• [Work instruction]:
Track down each line below containing the string "table" and copy it.

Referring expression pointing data

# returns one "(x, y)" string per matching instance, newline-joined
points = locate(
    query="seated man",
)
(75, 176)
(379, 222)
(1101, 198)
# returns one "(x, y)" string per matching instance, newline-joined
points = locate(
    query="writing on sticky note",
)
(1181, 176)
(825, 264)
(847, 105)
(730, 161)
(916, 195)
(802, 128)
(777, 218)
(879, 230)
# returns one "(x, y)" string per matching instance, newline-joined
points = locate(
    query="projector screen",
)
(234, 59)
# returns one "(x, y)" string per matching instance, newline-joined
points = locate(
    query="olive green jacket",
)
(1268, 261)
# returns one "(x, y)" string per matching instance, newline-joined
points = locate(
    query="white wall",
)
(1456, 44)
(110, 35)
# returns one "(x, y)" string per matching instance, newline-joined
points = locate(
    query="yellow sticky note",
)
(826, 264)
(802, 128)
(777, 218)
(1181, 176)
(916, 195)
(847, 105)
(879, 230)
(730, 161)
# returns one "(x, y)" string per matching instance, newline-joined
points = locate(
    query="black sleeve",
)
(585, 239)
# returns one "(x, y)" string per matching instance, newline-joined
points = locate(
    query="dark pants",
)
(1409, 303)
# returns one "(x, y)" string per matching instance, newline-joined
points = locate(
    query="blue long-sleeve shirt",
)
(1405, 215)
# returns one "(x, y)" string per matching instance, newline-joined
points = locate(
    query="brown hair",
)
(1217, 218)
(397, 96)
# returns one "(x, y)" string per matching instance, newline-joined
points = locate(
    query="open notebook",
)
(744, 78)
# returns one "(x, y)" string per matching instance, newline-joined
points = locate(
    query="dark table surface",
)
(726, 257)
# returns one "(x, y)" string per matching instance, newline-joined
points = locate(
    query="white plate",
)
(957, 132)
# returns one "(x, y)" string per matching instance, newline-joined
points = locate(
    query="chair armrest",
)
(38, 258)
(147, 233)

* * *

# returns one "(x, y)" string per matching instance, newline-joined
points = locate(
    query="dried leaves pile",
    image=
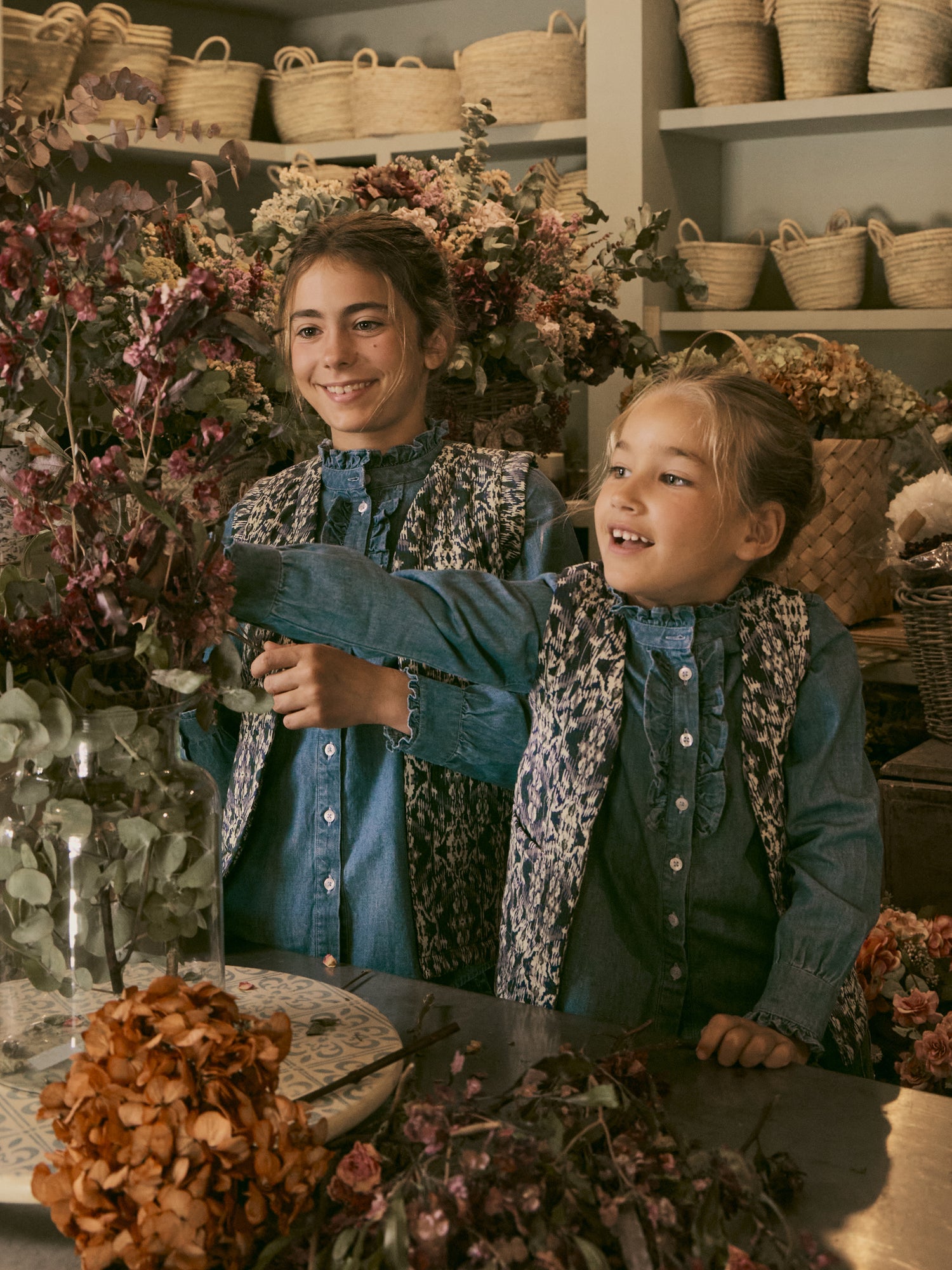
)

---

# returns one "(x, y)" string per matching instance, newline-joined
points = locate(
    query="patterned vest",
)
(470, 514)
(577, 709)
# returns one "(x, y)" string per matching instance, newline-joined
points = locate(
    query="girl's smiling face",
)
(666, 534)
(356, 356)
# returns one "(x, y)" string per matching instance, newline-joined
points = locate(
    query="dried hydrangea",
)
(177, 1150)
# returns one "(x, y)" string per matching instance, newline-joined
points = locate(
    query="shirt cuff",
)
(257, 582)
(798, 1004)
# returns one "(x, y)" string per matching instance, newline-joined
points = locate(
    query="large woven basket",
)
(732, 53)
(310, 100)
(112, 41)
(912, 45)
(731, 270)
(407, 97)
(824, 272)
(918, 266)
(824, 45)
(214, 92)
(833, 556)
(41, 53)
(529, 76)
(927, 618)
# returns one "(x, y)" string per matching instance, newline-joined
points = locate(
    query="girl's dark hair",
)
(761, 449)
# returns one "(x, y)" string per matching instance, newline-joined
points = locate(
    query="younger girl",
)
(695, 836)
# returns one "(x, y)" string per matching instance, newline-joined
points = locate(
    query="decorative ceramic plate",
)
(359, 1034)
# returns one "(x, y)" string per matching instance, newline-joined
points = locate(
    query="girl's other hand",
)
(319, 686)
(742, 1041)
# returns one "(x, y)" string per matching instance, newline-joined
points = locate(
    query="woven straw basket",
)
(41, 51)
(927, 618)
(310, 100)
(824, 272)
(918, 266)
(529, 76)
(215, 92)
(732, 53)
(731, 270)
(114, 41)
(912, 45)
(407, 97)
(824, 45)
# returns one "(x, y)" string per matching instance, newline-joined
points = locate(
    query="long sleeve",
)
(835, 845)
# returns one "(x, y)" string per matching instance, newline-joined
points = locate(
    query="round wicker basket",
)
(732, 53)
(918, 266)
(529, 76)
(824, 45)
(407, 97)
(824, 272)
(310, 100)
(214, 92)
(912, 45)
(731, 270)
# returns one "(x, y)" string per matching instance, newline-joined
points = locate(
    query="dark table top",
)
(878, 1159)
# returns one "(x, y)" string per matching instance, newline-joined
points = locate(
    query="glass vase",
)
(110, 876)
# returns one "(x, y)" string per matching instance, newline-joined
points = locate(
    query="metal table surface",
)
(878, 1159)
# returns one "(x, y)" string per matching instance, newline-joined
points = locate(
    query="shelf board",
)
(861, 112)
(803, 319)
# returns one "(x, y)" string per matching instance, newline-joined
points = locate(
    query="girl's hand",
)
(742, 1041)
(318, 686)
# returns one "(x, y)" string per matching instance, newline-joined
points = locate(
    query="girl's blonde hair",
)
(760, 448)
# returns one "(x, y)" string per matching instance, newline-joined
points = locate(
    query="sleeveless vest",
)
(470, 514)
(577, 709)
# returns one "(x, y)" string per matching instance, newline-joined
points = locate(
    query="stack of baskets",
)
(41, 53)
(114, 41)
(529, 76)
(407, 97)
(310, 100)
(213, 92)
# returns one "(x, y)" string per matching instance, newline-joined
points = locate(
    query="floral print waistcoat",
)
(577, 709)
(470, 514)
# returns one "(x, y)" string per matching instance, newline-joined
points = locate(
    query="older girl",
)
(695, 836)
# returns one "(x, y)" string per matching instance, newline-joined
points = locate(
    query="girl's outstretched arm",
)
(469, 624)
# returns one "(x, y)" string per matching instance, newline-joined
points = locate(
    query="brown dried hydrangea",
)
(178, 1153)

• [Answer for this exercise]:
    query="dark table surface",
    query="dark table top",
    query="metal table surface",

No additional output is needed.